_What the task requires_.
Reproduce each line of the material below without changing a single character.

* * * * * * * * *

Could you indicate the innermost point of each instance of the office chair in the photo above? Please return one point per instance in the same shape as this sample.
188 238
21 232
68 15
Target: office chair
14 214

* * * * * * * * *

_Task response_.
Could you indicate the innermost point of each instance of the office chair in the photo above? Please return one point per instance in the same shape as this sample.
188 238
21 232
68 15
Target: office chair
14 214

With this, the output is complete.